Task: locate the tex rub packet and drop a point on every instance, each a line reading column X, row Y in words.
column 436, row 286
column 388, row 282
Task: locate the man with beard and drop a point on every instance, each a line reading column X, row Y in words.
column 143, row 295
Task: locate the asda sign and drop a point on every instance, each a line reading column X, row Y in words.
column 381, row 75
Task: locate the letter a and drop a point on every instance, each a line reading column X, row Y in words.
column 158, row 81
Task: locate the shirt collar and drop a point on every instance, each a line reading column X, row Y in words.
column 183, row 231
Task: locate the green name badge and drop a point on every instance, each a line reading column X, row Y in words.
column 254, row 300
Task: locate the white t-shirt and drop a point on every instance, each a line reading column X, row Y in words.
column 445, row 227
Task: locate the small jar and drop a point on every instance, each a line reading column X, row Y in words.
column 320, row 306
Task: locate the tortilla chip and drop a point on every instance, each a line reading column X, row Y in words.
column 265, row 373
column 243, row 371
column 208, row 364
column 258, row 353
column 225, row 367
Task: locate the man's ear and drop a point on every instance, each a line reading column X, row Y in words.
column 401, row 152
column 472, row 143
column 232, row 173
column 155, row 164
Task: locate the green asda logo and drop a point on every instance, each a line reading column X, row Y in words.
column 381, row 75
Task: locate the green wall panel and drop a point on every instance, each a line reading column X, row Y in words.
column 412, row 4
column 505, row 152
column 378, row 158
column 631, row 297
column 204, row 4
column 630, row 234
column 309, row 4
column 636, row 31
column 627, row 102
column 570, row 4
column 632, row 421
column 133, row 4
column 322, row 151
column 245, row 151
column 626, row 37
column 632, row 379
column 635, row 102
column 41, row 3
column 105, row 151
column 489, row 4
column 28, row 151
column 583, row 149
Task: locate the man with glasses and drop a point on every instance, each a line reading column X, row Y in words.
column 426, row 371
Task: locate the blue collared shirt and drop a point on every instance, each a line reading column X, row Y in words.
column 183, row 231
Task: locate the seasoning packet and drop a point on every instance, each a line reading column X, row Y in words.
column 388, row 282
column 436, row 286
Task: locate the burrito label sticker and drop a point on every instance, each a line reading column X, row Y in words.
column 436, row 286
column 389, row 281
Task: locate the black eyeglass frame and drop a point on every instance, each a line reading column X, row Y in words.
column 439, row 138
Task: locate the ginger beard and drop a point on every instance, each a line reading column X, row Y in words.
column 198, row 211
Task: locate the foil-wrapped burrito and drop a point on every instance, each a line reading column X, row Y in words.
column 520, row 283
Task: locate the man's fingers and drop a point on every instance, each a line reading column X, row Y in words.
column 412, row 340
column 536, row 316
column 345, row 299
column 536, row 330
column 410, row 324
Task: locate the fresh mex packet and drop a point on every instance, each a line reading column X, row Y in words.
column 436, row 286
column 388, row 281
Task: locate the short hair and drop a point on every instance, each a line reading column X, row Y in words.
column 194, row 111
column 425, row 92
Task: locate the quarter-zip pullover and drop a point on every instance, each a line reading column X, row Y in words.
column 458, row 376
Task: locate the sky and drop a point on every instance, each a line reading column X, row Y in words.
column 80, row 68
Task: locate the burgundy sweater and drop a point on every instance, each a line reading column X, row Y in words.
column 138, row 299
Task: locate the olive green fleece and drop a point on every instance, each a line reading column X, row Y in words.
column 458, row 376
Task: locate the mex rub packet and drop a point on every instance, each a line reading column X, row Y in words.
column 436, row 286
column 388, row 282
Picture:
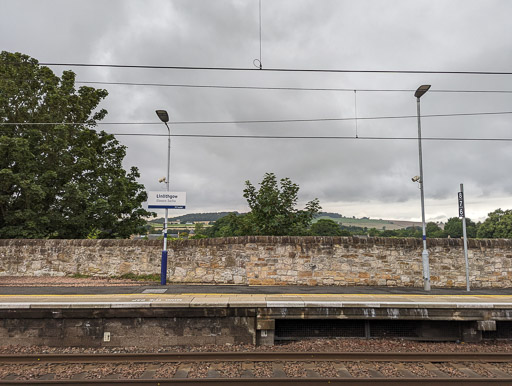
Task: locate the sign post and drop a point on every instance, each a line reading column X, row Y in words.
column 166, row 200
column 464, row 235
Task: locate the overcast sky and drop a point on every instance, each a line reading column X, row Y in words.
column 354, row 177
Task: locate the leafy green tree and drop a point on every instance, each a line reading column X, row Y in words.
column 273, row 208
column 325, row 227
column 60, row 180
column 231, row 225
column 434, row 231
column 497, row 225
column 453, row 227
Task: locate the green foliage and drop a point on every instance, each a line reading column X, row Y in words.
column 453, row 228
column 191, row 217
column 325, row 227
column 60, row 180
column 135, row 277
column 434, row 231
column 273, row 208
column 497, row 225
column 80, row 276
column 231, row 225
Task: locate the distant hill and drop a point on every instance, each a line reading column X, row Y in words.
column 346, row 222
column 193, row 217
column 366, row 222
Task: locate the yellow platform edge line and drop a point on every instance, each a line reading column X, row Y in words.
column 253, row 294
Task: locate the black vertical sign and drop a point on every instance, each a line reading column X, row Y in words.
column 461, row 204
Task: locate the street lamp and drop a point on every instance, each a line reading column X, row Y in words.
column 424, row 255
column 164, row 117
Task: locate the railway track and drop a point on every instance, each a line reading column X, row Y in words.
column 269, row 368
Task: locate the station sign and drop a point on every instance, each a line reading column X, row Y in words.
column 461, row 204
column 167, row 200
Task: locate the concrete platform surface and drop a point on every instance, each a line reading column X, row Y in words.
column 231, row 300
column 243, row 290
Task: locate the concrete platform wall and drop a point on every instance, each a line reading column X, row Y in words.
column 127, row 327
column 265, row 260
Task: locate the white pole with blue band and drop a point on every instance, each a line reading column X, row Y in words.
column 166, row 200
column 424, row 255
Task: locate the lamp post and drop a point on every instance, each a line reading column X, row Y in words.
column 164, row 117
column 424, row 255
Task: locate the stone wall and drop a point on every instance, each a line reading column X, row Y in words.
column 266, row 260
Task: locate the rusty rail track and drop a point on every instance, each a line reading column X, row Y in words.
column 491, row 361
column 258, row 357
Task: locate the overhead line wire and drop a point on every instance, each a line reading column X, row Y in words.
column 314, row 137
column 311, row 70
column 262, row 120
column 283, row 88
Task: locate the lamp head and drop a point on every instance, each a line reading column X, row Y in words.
column 162, row 114
column 421, row 90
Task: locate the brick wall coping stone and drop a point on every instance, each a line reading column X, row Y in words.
column 323, row 240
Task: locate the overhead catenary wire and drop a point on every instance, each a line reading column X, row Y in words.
column 215, row 86
column 311, row 70
column 313, row 137
column 264, row 120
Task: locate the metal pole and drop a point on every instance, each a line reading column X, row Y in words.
column 163, row 272
column 424, row 254
column 465, row 241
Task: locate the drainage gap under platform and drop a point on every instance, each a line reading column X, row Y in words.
column 503, row 331
column 296, row 329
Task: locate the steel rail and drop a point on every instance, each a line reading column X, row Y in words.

= = =

• _Task prompt_: None of the pictures should appear, though every line of the data above must be reproduced exactly.

• _Your response_:
Task: locate the tex rub packet and drop a point on every instance, each a line reading column X, row Y in words.
column 436, row 286
column 388, row 282
Task: locate the man with beard and drop a point on every instance, each a line reading column X, row Y in words.
column 143, row 295
Task: locate the asda sign and drop a point on every instance, each a line reading column X, row Y in words.
column 381, row 75
Task: locate the letter a and drop a point on every instance, each a line reading column X, row Y in words.
column 158, row 81
Task: locate the shirt collar and drop a point on every instance, each a line reading column X, row Y in words.
column 183, row 231
Task: locate the green name badge and drop a point on every instance, each a line reading column X, row Y in words.
column 254, row 300
Task: locate the white t-shirt and drop a point on every instance, each a line reading column X, row Y in words.
column 445, row 227
Task: locate the small jar and drop a point on every instance, each a line reading column X, row Y in words.
column 320, row 306
Task: locate the tortilla chip and drop a point on every instance, each a line reading column X, row Y in words.
column 265, row 373
column 243, row 371
column 208, row 364
column 258, row 353
column 225, row 367
Task: locate the man's ear and drop a point on every instance, each a line reading column X, row Y in words.
column 401, row 152
column 472, row 143
column 232, row 173
column 155, row 164
Task: locate the green asda logo and drop a point on every instance, each a line reading column X, row Y in words.
column 381, row 75
Task: locate the green wall panel and drop a point on every instance, each a line reading column X, row Y in words.
column 412, row 4
column 505, row 152
column 378, row 158
column 631, row 297
column 204, row 4
column 630, row 234
column 309, row 4
column 636, row 31
column 627, row 102
column 570, row 4
column 632, row 421
column 133, row 4
column 322, row 151
column 245, row 151
column 626, row 37
column 632, row 379
column 635, row 102
column 41, row 3
column 105, row 151
column 489, row 4
column 28, row 151
column 583, row 149
Task: locate the man with glasses and drop a point on every instance, each a line reading column X, row Y in words.
column 426, row 371
Task: locate the blue collared shirt and drop a point on every instance, each a line reading column X, row Y in words.
column 183, row 231
Task: locate the seasoning packet and drop a point on every instance, each a line reading column X, row Y in words.
column 388, row 282
column 436, row 286
Task: locate the burrito label sticker and drop a point on every instance, each a line reading column X, row Y in words.
column 436, row 286
column 389, row 281
Task: locate the black eyeglass frame and drop a point on every instance, each a line reading column X, row Y in words.
column 439, row 138
Task: locate the ginger beard and drop a point on every instance, each a line reading column X, row Y in words.
column 198, row 211
Task: locate the foil-wrapped burrito and drop a point on every instance, each a line reading column X, row Y in words.
column 520, row 283
Task: locate the man's fingers and drop a point on every instance, each a line reading column X, row Y in words.
column 412, row 340
column 536, row 316
column 345, row 299
column 536, row 330
column 410, row 324
Task: locate the fresh mex packet and drop a point on every instance, each a line reading column X, row Y in words.
column 436, row 286
column 388, row 281
Task: locate the short hair and drop a point on every instance, each a line reading column X, row Y in words.
column 194, row 111
column 425, row 92
Task: locate the quarter-zip pullover and drop a point on every instance, each a line reading column X, row Y in words.
column 458, row 376
Task: locate the sky and drop a point on every instance, each a line reading column X, row Y in words.
column 80, row 68
Task: locate the burgundy sweater and drop a point on every instance, each a line reading column X, row Y in words.
column 138, row 299
Task: locate the olive green fleece and drop a point on every instance, each a line reading column X, row Y in words.
column 458, row 376
Task: locate the mex rub packet and drop a point on every instance, each a line reading column X, row Y in words.
column 436, row 286
column 388, row 282
Picture:
Task: locate the sign post and drop a point on every instance, each a line reading column X, row Y in words.
column 166, row 200
column 464, row 235
Task: locate the overcast sky and drop a point on every instance, each a line reading column X, row Y in words.
column 354, row 177
Task: locate the leafy green tree and drop a point on every instance, each a line reading column X, row Y in words.
column 273, row 208
column 325, row 227
column 60, row 180
column 231, row 225
column 434, row 231
column 497, row 225
column 453, row 227
Task: locate the green foliage and drop a point on every instance, each a line reading column X, row Y in words.
column 453, row 228
column 191, row 217
column 325, row 227
column 60, row 180
column 135, row 277
column 434, row 231
column 273, row 208
column 497, row 225
column 80, row 276
column 231, row 225
Task: locate the distant hill and drop a point on every instance, each a line reading column X, row Y in words.
column 346, row 222
column 193, row 217
column 366, row 222
Task: locate the yellow platform edge line and drop a point on every instance, each a line reading column X, row Y in words.
column 253, row 294
Task: locate the black vertical sign and drop a point on every instance, each a line reading column X, row Y in words.
column 461, row 204
Task: locate the street lamp and drop a point on every instance, each a line reading column X, row Y in words.
column 424, row 255
column 164, row 117
Task: locate the railway track and drop a point on every instance, each a line reading column X, row Y in words.
column 269, row 368
Task: locate the station sign and drop a point on every instance, each a line reading column X, row Y in words.
column 461, row 204
column 167, row 200
Task: locate the concrete platform surface and drop a point on every instance, each a line reading column X, row Y in words.
column 231, row 300
column 243, row 290
Task: locate the concrete platform wall and drop a point on every instance, each a line reading column X, row Y in words.
column 127, row 327
column 265, row 260
Task: locate the white pole with blue band and drop a point on every instance, each a line reading column X, row Y in words.
column 166, row 200
column 424, row 255
Task: locate the lamp post and drop a point on every instance, each a line reading column X, row Y in words.
column 164, row 117
column 424, row 255
Task: locate the stone wall and drop a point on every instance, each a line reading column X, row Y in words.
column 266, row 260
Task: locate the rusty rail track and drop a point on every instance, each a line reading column X, row Y in words.
column 491, row 361
column 258, row 357
Task: locate the overhead line wire and drop a point on every instance, each a line reading column X, row Y in words.
column 314, row 137
column 311, row 70
column 262, row 120
column 283, row 88
Task: locate the lamp head and drop a point on every instance, each a line reading column X, row Y in words.
column 162, row 114
column 421, row 90
Task: locate the brick wall coping stone and drop a point on every instance, each a line reading column X, row Y in words.
column 323, row 240
Task: locate the overhead catenary wire and drop a point on every instance, each a line reading column X, row Y in words.
column 215, row 86
column 311, row 70
column 313, row 137
column 264, row 120
Task: locate the metal pole and drop a point on every instance, each a line reading column X, row Y in words.
column 163, row 272
column 424, row 254
column 465, row 241
Task: locate the drainage gap under platform and drop a point on every instance, each a line reading column X, row Y in words.
column 503, row 331
column 296, row 329
Task: locate the steel rail and drop a point on every instance, each a line reading column X, row Y in words.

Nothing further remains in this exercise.